> Supplied records
###
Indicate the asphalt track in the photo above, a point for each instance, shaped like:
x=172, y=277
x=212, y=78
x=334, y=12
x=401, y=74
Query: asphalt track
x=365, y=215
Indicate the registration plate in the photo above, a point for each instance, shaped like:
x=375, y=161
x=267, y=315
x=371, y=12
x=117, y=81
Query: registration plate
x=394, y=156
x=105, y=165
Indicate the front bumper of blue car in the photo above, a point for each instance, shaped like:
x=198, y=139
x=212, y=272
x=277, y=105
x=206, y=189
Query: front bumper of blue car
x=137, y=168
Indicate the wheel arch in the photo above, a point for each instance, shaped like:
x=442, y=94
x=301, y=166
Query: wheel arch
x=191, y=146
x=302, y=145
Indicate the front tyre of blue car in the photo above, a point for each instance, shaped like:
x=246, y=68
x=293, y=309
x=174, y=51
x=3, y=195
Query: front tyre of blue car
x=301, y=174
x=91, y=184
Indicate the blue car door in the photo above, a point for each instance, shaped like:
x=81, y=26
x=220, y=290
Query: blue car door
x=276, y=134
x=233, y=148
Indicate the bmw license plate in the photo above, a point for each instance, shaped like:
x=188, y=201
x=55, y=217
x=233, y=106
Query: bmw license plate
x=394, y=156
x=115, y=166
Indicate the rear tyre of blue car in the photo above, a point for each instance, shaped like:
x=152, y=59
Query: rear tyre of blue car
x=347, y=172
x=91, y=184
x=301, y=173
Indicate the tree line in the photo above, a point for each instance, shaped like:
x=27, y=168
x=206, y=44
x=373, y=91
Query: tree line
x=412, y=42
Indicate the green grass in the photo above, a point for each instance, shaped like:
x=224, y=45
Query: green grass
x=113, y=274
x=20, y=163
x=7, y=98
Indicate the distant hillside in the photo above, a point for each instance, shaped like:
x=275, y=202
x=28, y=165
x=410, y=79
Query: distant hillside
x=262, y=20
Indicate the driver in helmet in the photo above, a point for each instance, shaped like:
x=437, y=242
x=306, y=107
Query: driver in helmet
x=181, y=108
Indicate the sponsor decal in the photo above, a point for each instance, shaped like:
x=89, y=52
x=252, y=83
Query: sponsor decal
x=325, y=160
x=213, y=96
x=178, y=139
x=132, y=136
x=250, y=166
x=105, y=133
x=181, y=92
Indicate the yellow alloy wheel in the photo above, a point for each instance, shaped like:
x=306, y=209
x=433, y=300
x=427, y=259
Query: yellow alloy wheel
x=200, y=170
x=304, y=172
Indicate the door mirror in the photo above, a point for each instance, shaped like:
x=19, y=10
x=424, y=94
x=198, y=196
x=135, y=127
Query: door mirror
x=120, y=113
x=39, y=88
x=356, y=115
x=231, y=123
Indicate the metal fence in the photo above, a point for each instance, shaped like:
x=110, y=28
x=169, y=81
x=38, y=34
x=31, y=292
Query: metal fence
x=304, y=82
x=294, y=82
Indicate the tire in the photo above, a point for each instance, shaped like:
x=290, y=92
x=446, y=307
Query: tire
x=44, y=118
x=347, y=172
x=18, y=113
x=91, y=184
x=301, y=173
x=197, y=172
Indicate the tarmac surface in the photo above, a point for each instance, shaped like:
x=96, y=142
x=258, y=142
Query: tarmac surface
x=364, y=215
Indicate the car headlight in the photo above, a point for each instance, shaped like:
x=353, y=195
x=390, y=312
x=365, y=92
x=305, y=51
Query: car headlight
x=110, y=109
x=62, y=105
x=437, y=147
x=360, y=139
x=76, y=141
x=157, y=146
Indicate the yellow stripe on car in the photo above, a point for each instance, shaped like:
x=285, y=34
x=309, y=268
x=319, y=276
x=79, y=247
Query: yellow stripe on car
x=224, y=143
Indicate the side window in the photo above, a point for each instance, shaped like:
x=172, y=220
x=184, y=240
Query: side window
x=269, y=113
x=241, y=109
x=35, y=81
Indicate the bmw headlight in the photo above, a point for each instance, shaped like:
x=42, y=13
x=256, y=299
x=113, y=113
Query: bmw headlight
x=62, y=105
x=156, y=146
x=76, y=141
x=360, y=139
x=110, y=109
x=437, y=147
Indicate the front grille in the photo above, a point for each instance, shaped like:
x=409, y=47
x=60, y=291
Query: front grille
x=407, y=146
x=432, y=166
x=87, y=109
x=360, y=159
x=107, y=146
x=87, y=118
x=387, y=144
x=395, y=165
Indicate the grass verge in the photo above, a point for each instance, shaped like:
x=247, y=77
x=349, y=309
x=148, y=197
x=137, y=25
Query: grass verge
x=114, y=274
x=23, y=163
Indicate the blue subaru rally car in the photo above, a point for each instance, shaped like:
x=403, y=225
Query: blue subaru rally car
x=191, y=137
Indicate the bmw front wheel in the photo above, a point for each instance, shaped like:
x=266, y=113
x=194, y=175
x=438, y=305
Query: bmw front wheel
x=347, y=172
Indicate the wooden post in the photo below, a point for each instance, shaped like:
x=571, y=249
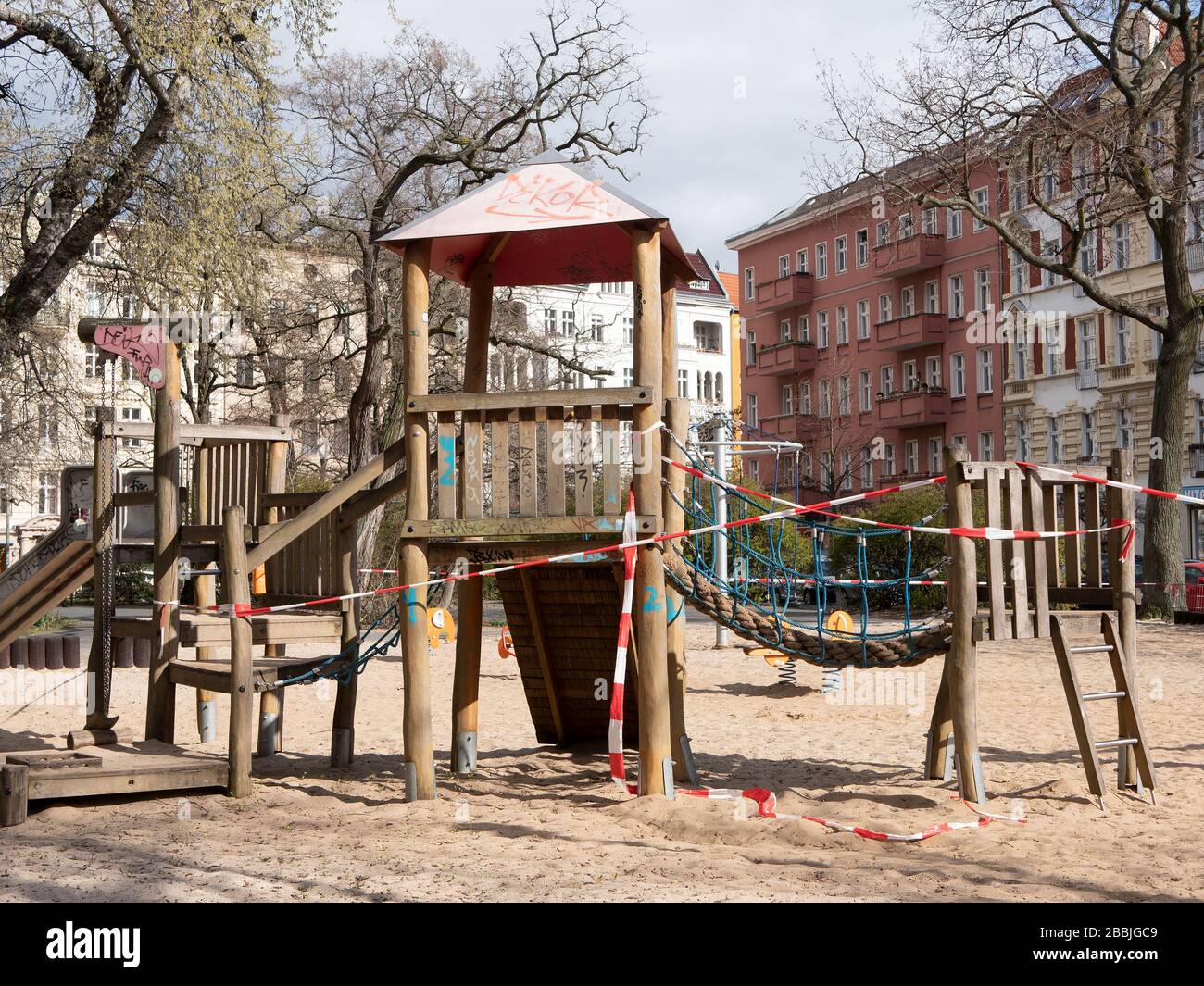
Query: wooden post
x=342, y=730
x=466, y=684
x=650, y=614
x=237, y=592
x=13, y=793
x=160, y=692
x=1122, y=577
x=104, y=531
x=678, y=421
x=205, y=593
x=420, y=749
x=959, y=662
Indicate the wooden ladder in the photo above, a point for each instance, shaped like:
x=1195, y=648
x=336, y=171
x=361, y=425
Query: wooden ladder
x=1132, y=736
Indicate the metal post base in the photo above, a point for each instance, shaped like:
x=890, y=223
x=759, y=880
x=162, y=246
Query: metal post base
x=207, y=720
x=687, y=760
x=341, y=746
x=466, y=753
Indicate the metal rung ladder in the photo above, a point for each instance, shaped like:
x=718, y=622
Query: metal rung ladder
x=1132, y=737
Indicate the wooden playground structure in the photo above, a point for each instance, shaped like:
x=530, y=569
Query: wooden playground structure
x=504, y=486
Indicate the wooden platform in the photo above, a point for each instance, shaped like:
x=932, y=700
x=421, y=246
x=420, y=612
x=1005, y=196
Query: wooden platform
x=212, y=630
x=132, y=768
x=215, y=676
x=564, y=620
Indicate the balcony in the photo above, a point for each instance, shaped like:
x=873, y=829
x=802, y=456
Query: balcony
x=909, y=256
x=911, y=331
x=786, y=292
x=913, y=408
x=785, y=359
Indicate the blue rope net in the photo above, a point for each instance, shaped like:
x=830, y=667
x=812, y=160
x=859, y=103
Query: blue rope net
x=781, y=589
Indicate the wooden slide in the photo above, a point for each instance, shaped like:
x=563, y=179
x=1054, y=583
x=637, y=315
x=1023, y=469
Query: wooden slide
x=564, y=620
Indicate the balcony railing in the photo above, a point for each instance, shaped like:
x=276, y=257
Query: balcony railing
x=910, y=255
x=785, y=357
x=789, y=292
x=1086, y=375
x=914, y=407
x=911, y=331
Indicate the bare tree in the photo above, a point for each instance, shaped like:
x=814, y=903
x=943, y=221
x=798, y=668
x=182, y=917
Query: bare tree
x=1091, y=109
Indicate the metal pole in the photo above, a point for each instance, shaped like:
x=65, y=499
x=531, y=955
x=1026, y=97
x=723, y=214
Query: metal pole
x=721, y=444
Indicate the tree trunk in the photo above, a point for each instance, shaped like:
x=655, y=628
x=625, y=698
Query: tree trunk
x=1162, y=548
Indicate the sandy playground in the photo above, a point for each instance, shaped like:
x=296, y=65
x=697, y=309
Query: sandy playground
x=546, y=824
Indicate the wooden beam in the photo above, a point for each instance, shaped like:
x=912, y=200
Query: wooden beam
x=529, y=399
x=962, y=601
x=650, y=614
x=420, y=750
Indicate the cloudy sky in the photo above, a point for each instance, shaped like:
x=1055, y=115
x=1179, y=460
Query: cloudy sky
x=714, y=163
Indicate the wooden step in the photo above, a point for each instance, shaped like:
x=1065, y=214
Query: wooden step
x=213, y=630
x=265, y=672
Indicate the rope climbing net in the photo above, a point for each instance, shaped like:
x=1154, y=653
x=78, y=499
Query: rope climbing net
x=785, y=577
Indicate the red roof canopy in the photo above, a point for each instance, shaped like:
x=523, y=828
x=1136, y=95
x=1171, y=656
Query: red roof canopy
x=565, y=227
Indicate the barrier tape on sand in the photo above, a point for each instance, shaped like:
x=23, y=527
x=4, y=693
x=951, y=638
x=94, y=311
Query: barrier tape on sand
x=767, y=803
x=618, y=772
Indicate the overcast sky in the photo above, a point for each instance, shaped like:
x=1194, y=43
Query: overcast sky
x=715, y=164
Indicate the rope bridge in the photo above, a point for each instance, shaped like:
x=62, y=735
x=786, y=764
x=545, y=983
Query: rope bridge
x=774, y=565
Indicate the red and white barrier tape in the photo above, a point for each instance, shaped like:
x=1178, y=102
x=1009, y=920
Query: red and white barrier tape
x=767, y=803
x=618, y=772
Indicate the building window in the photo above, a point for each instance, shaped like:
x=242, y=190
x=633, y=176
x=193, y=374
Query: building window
x=1120, y=245
x=932, y=297
x=956, y=296
x=861, y=243
x=954, y=223
x=986, y=445
x=983, y=204
x=885, y=308
x=986, y=372
x=863, y=319
x=983, y=289
x=1088, y=447
x=958, y=375
x=47, y=493
x=1123, y=429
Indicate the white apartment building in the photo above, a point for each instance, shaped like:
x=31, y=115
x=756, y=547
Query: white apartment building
x=595, y=321
x=1075, y=404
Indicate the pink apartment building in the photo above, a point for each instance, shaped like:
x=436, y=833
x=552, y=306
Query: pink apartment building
x=855, y=340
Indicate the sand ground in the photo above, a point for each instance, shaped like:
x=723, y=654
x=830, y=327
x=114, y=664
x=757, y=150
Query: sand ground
x=546, y=824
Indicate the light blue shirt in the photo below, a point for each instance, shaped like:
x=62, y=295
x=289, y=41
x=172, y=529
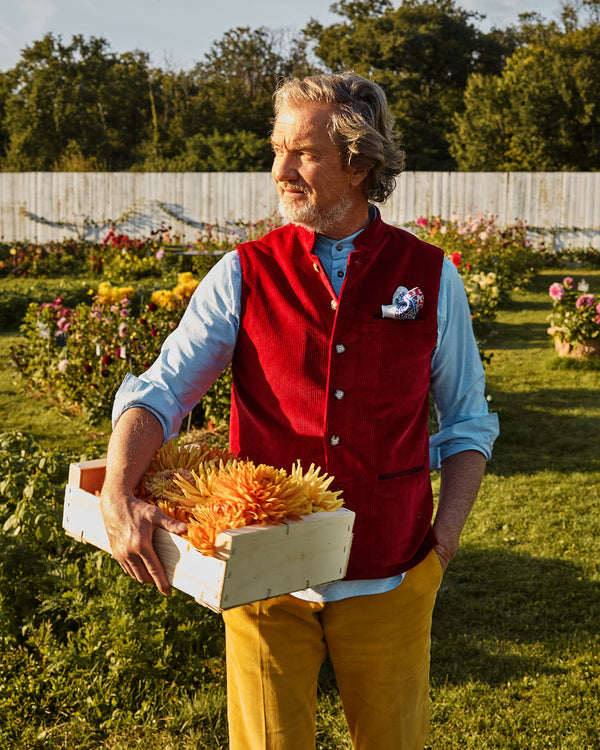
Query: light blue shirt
x=202, y=346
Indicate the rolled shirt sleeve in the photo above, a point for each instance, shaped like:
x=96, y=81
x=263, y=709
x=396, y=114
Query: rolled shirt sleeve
x=193, y=355
x=458, y=378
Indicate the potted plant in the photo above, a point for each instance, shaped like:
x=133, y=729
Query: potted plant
x=574, y=320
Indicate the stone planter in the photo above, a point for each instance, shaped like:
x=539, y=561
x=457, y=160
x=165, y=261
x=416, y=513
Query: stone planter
x=577, y=350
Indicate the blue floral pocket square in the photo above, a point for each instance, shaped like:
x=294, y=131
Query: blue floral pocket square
x=406, y=303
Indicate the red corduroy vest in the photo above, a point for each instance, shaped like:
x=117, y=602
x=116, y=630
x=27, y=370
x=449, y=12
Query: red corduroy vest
x=332, y=382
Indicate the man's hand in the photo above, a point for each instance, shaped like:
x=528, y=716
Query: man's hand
x=460, y=480
x=130, y=522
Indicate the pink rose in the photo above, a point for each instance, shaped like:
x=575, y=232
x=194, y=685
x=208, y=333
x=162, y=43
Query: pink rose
x=586, y=300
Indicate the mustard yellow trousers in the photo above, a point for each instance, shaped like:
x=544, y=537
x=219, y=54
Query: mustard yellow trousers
x=380, y=650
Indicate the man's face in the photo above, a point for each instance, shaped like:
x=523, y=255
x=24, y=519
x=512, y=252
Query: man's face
x=316, y=191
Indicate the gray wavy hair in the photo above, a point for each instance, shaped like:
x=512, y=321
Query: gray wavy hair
x=361, y=126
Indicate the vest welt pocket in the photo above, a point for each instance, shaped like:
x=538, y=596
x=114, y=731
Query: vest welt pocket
x=404, y=473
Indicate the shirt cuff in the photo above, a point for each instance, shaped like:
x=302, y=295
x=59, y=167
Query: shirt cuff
x=476, y=434
x=135, y=391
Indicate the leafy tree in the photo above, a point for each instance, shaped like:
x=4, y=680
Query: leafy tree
x=75, y=101
x=422, y=53
x=542, y=113
x=218, y=116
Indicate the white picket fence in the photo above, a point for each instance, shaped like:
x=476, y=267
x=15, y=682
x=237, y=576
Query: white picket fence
x=42, y=206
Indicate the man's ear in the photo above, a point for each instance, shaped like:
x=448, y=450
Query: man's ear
x=357, y=176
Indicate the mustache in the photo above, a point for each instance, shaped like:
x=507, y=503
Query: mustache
x=299, y=186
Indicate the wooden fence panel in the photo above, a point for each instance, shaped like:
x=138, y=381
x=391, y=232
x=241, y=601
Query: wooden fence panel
x=44, y=206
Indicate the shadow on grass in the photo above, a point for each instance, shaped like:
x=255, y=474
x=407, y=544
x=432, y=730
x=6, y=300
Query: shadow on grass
x=519, y=336
x=538, y=432
x=495, y=605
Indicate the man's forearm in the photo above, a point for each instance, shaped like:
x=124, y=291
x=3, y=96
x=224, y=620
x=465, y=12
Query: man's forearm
x=135, y=440
x=129, y=521
x=461, y=477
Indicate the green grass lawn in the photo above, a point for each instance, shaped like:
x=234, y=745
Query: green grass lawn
x=516, y=635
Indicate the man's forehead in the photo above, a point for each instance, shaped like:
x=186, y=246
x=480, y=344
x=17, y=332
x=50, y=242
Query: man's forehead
x=303, y=120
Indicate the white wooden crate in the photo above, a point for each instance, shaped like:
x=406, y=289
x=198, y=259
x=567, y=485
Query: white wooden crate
x=254, y=563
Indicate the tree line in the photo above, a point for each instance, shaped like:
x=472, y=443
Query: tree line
x=524, y=97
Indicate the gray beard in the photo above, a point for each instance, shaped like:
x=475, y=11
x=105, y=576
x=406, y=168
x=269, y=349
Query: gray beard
x=309, y=217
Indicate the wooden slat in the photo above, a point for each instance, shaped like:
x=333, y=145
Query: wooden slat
x=254, y=563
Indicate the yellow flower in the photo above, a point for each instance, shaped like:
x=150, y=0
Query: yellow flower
x=212, y=491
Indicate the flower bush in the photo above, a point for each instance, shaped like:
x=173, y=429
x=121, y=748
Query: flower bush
x=43, y=261
x=481, y=245
x=81, y=355
x=575, y=316
x=490, y=259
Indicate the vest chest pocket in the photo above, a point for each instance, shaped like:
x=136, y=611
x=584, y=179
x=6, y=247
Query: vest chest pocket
x=402, y=473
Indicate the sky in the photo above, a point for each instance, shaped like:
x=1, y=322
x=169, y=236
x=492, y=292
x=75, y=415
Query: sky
x=178, y=33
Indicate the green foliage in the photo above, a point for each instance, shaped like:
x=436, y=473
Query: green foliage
x=422, y=54
x=75, y=102
x=541, y=113
x=523, y=97
x=108, y=652
x=491, y=260
x=90, y=659
x=575, y=315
###
> Task directions
Rewrite the data starting at the line with "Indicate the blue floral" and ending at the line with "x=218, y=116", changing "red corduroy vest" to "maroon corduroy vest" and leaving everything else as it is.

> Exercise answer
Indicate the blue floral pocket square in the photo above, a point for each instance, shaped like:
x=294, y=131
Query: blue floral pocket square
x=406, y=303
Indicate the maroon corduroy vest in the photo above, a point for each instance, shaped like:
x=117, y=602
x=116, y=630
x=27, y=370
x=449, y=12
Query: maroon corduroy vest
x=332, y=382
Indicate the man's hand in the photo above, a point for each instance, shaped like:
x=528, y=716
Query: man's hand
x=460, y=480
x=130, y=522
Indicate the pink rose in the photo above, a point for each instance, shaped like:
x=575, y=232
x=194, y=685
x=208, y=333
x=162, y=43
Query: pink rose
x=586, y=300
Indicate the mustard yellow trousers in the photo above, a point for each instance, shaped like:
x=544, y=537
x=219, y=54
Query: mustard yellow trousers
x=380, y=650
Indicate the man's face in the photo above, a point for each instance, shaped like:
x=523, y=255
x=24, y=519
x=512, y=252
Query: man's face
x=316, y=191
Indicate the gray wavy hair in the photo above, a point for each instance, shaped like:
x=512, y=321
Query: gray wavy hair
x=361, y=126
Indicate the vest welt pocket in the photo above, a point for each instance, shaped like:
x=538, y=596
x=114, y=731
Query: vest welt pocket
x=404, y=473
Indicate the shirt cuff in the photo above, a point for each instance, shaped like:
x=302, y=295
x=59, y=167
Query: shirt cuff
x=476, y=434
x=135, y=391
Indicate the leafy tree in the photo above, a point for each instance, shaped like:
x=4, y=680
Query: leafy tree
x=75, y=101
x=422, y=53
x=542, y=113
x=218, y=116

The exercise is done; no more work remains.